Records of position annotations
%%

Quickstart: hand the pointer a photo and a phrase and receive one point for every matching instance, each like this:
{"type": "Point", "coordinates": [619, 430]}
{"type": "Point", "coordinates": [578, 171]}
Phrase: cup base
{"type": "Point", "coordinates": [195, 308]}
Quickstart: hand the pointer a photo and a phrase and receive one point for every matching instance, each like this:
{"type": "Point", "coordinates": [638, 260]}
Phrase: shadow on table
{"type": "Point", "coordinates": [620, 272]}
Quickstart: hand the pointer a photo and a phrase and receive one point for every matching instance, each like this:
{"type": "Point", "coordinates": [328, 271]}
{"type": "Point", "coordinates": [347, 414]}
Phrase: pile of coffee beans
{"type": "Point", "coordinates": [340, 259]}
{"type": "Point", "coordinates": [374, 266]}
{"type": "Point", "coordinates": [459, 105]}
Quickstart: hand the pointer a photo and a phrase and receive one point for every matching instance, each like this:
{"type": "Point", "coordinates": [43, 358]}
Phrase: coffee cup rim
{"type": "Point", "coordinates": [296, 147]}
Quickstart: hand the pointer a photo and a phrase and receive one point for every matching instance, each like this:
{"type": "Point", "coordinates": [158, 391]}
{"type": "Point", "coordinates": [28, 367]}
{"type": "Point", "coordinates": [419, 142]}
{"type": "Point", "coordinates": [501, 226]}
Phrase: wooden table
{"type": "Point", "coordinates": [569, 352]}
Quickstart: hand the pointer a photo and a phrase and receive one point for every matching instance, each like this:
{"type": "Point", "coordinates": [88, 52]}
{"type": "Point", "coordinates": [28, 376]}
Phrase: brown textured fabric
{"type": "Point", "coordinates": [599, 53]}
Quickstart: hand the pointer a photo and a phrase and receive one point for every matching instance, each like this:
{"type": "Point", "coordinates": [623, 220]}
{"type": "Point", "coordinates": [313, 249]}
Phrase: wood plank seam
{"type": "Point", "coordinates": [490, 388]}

%%

> **SET EXERCISE**
State how many lines of the records above contain the string "coffee", treating uppercase and lowercase as distinct, and give only the number.

> **FULL ANSWER**
2